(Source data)
BEGIN
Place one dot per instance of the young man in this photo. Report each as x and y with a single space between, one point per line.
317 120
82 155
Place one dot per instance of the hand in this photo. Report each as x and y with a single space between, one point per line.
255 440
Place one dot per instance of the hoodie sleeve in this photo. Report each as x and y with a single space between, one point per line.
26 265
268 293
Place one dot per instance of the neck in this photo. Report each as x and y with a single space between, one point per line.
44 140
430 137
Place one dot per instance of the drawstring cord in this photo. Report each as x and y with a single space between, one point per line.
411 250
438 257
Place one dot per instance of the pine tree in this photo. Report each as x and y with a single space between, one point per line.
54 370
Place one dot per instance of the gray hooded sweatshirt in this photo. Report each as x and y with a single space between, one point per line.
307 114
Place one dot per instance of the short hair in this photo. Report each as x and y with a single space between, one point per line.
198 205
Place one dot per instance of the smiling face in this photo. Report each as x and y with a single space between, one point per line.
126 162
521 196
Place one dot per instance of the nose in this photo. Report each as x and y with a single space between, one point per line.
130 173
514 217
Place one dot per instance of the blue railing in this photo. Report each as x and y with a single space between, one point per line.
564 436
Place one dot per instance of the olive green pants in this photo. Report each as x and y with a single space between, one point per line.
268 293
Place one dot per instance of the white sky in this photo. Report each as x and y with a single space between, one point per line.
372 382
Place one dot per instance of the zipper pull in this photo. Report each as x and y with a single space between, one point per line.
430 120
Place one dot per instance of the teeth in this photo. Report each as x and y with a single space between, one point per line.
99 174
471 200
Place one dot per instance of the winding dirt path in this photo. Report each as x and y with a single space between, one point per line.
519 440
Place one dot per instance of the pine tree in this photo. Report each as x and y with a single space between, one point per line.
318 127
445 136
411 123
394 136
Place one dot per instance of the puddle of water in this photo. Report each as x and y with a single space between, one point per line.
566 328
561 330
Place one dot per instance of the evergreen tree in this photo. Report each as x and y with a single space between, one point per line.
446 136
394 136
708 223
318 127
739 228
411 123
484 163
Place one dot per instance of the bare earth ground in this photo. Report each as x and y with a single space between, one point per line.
END
> About this exercise
Write out all the entries once more, exactly.

> The completed task
Place one dot per instance of the young man in this photo. Report each as x and y with a single space between, one point per line.
317 120
82 155
Place one dot per instance of the hand in this photo. Report each as x and y with a single space between, one point per line.
255 440
Place one dot per instance of the hoodie sleeve in this photo. Report each as x and y with a single space between, one point per line.
26 265
268 293
Place one dot per instance of the neck in this photo. Report each as x and y with a single space between, one point per line.
44 140
430 137
Place one dot per instance of the drawstring cord in this photo. Report each as x and y with a single space between, one point per line.
411 250
438 257
Place one dot per instance of the pine tree in this photo. Report each as x and y with a single space between, one point per line.
54 370
Place one dot per instance of the gray hooded sweatshirt in this photo. Report each as x and y with a single space between, one point per line.
307 114
Place one dot per instance of the short hair in this photo. Report each as x and y with a single space between, one point per line.
198 205
Place one dot per instance of the smiling face in this photo. Report each as x and y with a single space between, one point per line.
126 162
521 196
Place one dot per instance of the nose in this photo. Report each as x and y with a single space between, one point per line.
130 173
514 217
Place one dot per instance of the blue railing in this photo. Report each as x and y with a single space between, one point per line.
564 436
Place one dot per instance of the olive green pants in this photo. Report each as x and y with a single space between, one point per line.
268 293
Place one dot per instance of the white sky in this photo. Report each as x and y with a single space between, one point per line.
372 382
Place one dot per instance of the zipper pull in this photo. Report each as x and y with a single space between, one point per line.
430 120
Place one dot per instance of the teeth in this photo. Report each as x and y with a single space between, one point per line.
99 174
471 200
Place one dot per instance of the winding dirt path in this photo. Report each as x and y with a single space between, one point per line.
519 440
Place one dot per instance of the pine tree in this photo. Report each as x and y with a single space between, one point per line.
318 127
445 136
411 123
394 136
Place one dot per instance of the puddle of water in this photo. Report each as x and y with a single space between, one point per line.
566 328
561 330
Place one dot per instance of the evergreen tree in this photo. Report each as x and y with a single space between, one point per line.
446 136
394 136
708 223
318 127
739 228
411 123
484 163
Place one dot per instance of the bare earth ground in this photo. Report each as x and y with a single space between, one point per line.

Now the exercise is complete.